• **Task prompt**
Scale the material from the line containing "Look at the photo and identify every instance of woman" through the end of the material, both ends included. Repeat every line, requests too, but multiply each bounding-box coordinate in the answers by 0.75 and round to a whole number, with halves rounded up.

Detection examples

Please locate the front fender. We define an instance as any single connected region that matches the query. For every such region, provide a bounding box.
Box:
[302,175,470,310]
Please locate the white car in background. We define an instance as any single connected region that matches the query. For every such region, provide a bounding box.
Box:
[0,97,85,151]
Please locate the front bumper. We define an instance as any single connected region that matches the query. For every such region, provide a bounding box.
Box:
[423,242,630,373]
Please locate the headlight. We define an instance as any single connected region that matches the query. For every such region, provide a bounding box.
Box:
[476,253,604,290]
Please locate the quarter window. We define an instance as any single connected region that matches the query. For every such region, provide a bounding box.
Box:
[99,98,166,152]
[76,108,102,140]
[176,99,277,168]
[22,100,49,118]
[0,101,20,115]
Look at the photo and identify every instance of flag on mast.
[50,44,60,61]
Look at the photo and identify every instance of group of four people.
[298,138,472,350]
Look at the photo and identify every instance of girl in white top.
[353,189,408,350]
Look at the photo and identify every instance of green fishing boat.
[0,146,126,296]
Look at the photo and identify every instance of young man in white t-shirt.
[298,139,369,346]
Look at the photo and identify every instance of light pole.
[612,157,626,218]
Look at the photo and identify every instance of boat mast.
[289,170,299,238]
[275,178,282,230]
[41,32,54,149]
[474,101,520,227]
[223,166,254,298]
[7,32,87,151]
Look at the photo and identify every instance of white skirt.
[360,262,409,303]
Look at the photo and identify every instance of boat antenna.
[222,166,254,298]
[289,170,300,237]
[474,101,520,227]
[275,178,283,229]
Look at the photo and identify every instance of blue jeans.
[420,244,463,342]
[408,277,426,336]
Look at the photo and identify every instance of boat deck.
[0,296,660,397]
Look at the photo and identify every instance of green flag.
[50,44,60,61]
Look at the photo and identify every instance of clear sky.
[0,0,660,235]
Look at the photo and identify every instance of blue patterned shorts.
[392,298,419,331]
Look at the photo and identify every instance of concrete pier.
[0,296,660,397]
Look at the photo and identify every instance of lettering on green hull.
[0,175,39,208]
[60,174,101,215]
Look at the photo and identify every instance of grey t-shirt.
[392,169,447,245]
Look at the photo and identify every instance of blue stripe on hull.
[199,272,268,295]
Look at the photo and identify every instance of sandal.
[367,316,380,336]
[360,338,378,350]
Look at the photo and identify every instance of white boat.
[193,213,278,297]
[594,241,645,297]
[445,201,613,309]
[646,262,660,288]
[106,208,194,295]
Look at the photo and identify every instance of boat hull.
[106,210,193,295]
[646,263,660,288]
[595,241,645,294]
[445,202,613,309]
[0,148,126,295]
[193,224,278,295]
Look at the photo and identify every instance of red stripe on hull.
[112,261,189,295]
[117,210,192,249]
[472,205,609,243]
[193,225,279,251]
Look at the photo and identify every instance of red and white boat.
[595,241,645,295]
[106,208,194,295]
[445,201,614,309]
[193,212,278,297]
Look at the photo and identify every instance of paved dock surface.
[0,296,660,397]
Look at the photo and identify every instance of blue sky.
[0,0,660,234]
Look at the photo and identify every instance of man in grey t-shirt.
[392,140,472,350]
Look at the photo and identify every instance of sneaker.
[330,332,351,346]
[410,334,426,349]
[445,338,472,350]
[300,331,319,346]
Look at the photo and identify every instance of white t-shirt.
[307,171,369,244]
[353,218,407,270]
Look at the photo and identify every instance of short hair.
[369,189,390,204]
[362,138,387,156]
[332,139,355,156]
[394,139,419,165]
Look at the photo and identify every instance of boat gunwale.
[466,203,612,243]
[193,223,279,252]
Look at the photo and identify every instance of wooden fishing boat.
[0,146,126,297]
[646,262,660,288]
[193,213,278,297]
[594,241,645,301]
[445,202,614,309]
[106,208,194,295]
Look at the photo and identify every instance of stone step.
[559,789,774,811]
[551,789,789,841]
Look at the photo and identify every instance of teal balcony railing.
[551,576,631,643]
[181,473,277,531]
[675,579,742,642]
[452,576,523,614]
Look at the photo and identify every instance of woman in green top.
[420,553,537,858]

• **Complete answer**
Look at the photo and identify every instance of woman in green top.
[315,415,403,644]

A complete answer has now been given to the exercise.